Top of EXERCISE INPUTS

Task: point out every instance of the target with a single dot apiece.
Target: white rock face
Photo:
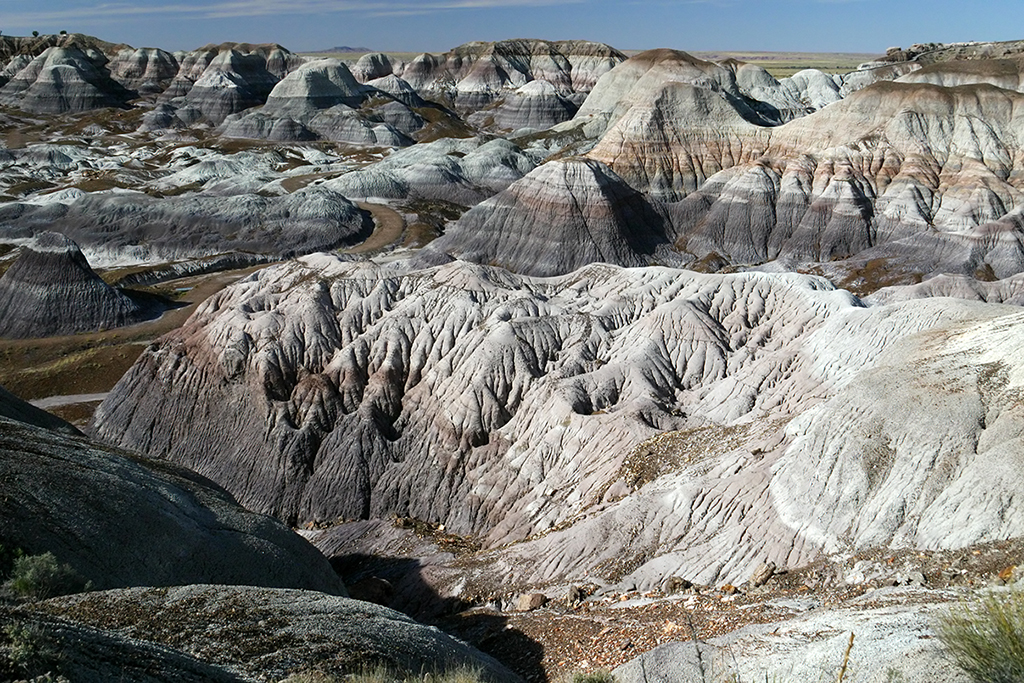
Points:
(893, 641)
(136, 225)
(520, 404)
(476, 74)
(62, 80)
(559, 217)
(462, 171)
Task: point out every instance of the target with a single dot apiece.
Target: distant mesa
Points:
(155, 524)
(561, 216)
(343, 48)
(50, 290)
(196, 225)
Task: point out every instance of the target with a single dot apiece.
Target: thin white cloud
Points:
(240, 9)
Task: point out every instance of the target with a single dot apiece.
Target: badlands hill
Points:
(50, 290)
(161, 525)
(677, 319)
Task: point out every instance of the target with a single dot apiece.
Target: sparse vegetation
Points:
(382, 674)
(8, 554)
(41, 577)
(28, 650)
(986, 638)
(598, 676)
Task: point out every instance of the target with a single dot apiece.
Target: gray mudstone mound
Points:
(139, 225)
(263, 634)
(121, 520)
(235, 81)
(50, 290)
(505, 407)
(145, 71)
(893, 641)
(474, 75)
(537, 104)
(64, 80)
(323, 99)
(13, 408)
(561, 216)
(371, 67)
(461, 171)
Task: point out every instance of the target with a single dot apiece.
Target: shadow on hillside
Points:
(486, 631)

Bottom of EXERCISE INPUTS
Top of EXERCISE INPUTS

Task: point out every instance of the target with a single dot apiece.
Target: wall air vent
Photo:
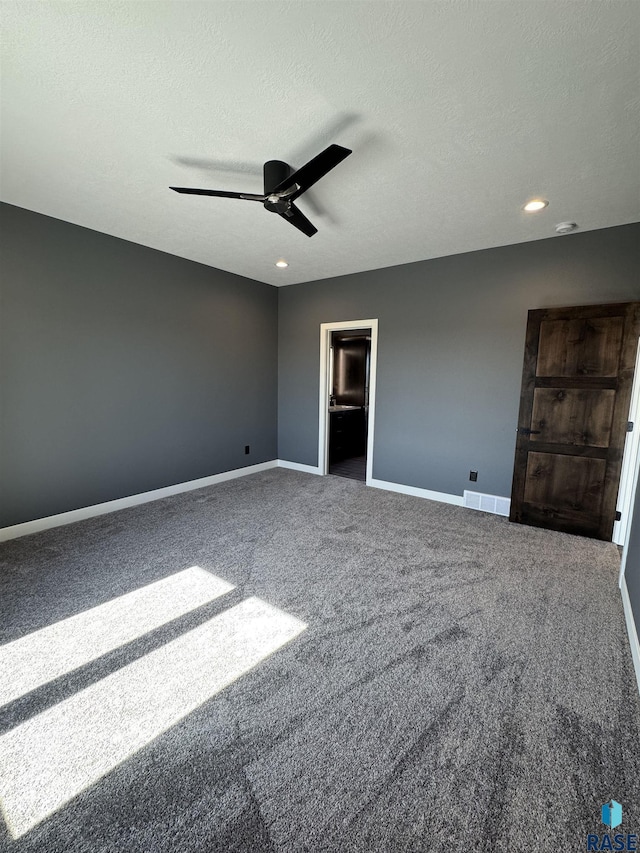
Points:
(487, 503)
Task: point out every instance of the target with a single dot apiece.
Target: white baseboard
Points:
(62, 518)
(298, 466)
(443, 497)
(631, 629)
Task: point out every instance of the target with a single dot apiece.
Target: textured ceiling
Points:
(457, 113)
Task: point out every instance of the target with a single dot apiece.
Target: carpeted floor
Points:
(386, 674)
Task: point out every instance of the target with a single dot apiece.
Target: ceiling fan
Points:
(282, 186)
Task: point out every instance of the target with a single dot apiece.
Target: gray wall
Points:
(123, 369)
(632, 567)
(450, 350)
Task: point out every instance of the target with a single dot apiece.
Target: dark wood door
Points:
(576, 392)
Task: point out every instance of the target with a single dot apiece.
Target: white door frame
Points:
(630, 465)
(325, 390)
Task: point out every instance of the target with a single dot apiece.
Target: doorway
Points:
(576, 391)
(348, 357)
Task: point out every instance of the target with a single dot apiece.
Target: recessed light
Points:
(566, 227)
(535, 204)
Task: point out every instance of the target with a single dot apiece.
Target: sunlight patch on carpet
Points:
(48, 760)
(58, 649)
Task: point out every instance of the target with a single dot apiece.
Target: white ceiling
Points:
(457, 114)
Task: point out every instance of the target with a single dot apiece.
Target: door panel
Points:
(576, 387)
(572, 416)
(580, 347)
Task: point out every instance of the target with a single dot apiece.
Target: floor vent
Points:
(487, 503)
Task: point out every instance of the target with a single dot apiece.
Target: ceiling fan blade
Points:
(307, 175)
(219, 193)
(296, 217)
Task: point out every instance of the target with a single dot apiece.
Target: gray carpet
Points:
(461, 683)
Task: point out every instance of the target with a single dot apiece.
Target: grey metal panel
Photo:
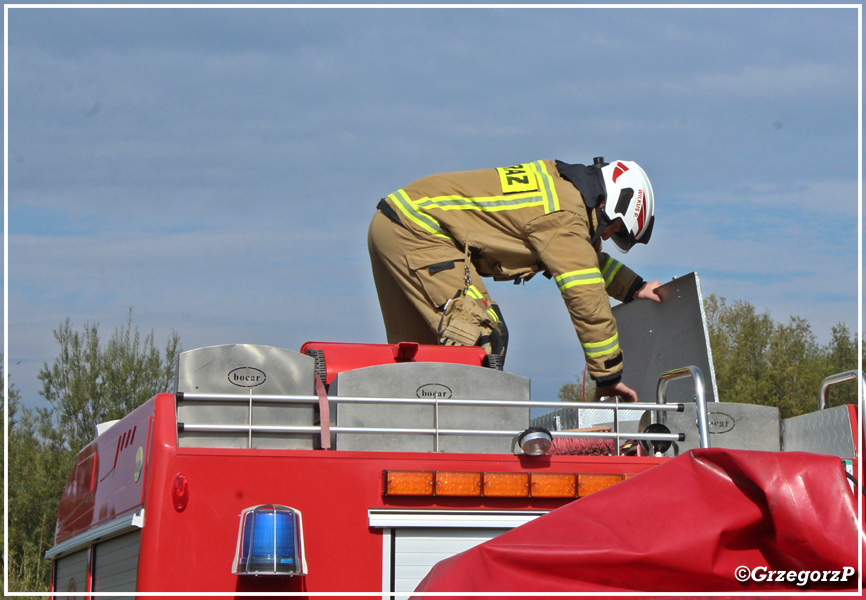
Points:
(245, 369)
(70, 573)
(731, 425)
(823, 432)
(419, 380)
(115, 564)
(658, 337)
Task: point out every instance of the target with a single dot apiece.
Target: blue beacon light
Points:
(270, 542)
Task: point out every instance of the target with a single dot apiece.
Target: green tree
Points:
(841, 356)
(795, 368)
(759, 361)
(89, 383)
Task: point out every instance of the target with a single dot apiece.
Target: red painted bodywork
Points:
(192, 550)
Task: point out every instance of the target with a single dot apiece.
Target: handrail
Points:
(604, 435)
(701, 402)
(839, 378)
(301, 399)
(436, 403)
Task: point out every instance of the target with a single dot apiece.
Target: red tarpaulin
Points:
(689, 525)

Bottom of EXERCISE INPUTS
Top of EXERCISE INPUTS

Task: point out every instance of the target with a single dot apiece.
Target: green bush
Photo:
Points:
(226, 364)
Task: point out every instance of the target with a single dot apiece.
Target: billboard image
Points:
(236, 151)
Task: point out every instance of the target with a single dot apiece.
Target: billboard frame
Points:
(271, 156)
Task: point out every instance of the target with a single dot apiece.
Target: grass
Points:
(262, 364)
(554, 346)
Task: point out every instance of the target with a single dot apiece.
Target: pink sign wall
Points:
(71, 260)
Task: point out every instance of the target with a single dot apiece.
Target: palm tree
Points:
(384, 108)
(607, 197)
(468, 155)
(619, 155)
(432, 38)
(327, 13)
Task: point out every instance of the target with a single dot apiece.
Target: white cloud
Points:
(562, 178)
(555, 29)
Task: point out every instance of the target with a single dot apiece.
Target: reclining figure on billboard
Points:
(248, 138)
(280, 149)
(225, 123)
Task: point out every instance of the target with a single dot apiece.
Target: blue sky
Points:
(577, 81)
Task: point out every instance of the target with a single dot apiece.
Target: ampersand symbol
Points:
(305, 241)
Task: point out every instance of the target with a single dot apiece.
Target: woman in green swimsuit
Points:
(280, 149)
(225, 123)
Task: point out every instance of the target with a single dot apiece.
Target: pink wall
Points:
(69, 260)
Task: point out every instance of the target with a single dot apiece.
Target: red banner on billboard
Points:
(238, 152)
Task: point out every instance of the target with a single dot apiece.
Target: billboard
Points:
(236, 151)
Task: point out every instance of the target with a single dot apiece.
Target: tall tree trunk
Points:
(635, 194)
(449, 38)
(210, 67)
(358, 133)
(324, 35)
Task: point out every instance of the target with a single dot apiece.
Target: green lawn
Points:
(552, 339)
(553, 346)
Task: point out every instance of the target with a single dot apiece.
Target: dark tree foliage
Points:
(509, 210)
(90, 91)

Bottom of EXERCISE INPUTS

EXERCISE GOAL => Report every line above that has the string "green" in it.

RESPONSE BELOW =>
Target: green tree
Target: green bush
Target: woman in green swimsuit
Target: green lawn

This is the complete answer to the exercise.